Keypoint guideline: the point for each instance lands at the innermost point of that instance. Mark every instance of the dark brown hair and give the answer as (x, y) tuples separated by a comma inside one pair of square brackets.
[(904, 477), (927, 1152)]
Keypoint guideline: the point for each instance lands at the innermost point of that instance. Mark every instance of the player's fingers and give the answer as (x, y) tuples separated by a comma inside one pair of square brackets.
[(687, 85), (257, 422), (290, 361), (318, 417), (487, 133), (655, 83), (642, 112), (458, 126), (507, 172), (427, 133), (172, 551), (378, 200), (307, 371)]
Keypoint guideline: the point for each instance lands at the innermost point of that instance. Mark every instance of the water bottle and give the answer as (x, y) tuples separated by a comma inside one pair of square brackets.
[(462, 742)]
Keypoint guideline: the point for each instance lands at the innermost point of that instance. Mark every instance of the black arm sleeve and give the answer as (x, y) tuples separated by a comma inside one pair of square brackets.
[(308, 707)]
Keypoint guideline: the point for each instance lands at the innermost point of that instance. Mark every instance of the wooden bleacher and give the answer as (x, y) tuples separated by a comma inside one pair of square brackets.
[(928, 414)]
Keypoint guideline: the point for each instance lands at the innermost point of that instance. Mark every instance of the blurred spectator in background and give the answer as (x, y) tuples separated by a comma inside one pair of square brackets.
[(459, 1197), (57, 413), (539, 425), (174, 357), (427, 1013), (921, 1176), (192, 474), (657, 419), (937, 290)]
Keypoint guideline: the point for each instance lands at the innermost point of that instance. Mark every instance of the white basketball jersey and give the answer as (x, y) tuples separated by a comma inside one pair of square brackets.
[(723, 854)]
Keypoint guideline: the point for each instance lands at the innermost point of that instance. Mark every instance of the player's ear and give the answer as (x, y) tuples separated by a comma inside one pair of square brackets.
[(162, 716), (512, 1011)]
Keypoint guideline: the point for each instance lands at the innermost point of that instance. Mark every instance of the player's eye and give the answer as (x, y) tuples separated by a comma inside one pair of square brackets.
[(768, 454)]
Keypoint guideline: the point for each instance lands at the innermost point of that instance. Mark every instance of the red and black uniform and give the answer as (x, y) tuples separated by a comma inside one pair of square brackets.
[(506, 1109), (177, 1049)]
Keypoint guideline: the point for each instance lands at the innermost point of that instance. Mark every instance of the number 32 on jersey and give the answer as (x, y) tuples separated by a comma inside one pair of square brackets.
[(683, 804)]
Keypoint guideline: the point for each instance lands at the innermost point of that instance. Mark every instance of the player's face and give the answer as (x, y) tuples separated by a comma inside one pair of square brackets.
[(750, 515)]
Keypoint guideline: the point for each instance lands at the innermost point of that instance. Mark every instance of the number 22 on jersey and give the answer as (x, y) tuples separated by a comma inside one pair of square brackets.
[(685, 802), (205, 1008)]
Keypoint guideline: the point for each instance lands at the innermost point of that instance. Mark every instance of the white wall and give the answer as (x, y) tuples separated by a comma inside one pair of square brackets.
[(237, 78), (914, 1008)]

□ □ □ □ □ □ □

▸ Written instruction: Rescale the records from the line with "the white wall" through the end of the records, both ends included. Repeat every line with the requests unchanged, and multiply each coordinate in the answers by 1.25, rounding to whole numbers with halves rounded up.

▸ Written solution:
Keypoint guideline: the point for each instance lands at the innermost point of that instance. Mark every instance of the white wall and give the answer as (x, y) tuples separated by a comma inside one pair of square brackets.
[(296, 98), (1143, 1260)]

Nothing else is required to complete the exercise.